Results and Revision Surgery
RESULTS

Rhinoplasty Revision Surgery
Cosmetic surgery is not essential surgery. It is elective: a voluntary or luxury procedure undertaken to enhance appearance. Because it is elective, a patient may experience a disappointing result as a catastrophe. For example, scar tissue – a development entirely beyond the surgeon’s control — can in isolated cases, affect an otherwise good result. At the Nose Clinic, we perform ‘revision’ surgery, a minor procedure, to correct these marginal deviations after the nose has healed – 12 months later. The surgeon does not charge a fee, however the patient is responsible for the attendant theatre costs. How often do disappointing results occur at the Nose Clinic? In our experience, marginally disappointing results (that we can rectify with revision surgery), occur in approximately 10% of cases.
We use the bell curve principle to illustrate this. The peak of the curve represents 90% of all results. In these cases, the patients are happy and the surgeon is confident that he or she has done a good job. On the left side of the peak (where it falls off sharply), are ‘errors of omission’ — instances where fractionally too little tissue, cartilage, or bone has been removed from the nose.

Surgery to correct a saddle depression of the nose: a good result.
ERRORS OF COMMISSION
To the right of the curve appear the results that we refer to as ‘errors of commission’. Here the surgeon has removed fractionally too much tissue, cartilage or bone from the nose. The solution may require human tissue grafting material to strengthen the underlying structure.
In such cases the Nose Clinic undertakes to correct the error of omission or commission in order to achieve the desired result. The surgeon will charge no fee, although the patient will be responsible for the attendant theatre costs.
REVISION SURGERY
A clear distinction has to be drawn, however, between the minor touch-ups that we are happy to undertake, and the major revision surgery we undertake for patients who have undergone surgery elsewhere, with unsatisfying or disappointing results.

COLLECTED MATERIAL -

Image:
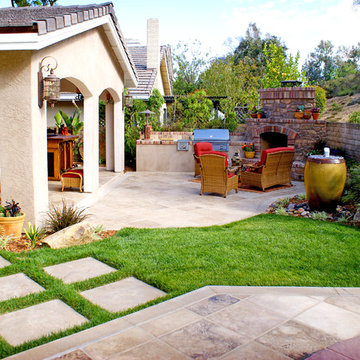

ACTIVITY 1 -
According to the text on rhinoplasty revision, in roughly what share of cases do marginally disappointing results occur at the Nose Clinic?
ACTIVITY 2 -
Rewrite the paragraph of the text on rhinoplasty revision that begins "We use the bell curve principle" as a short list, keeping its main facts.
ACTIVITY 3 -
Using the reason given in the text on rhinoplasty revision, explain why a patient may experience a disappointing cosmetic result as a catastrophe.
The material after the text on rhinoplasty revision comes from a separate source.

EXERCISE ANSWER 1 -
In approximately 10% of cases.

EXERCISE ANSWER 2 -
- The bell curve principle illustrates the clinic's results.
- The peak of the curve represents 90% of all results. In these cases, patients are happy and the surgeon is confident of having done a good job.
- The left side of the peak, where the curve falls off sharply, represents "errors of omission": cases where fractionally too little tissue, cartilage, or bone was removed from the nose.

EXERCISE ANSWER 3 -
Cosmetic surgery is elective, not essential. It is a voluntary or luxury procedure undertaken to enhance appearance. Because of this, a patient may experience a disappointing result as a catastrophe.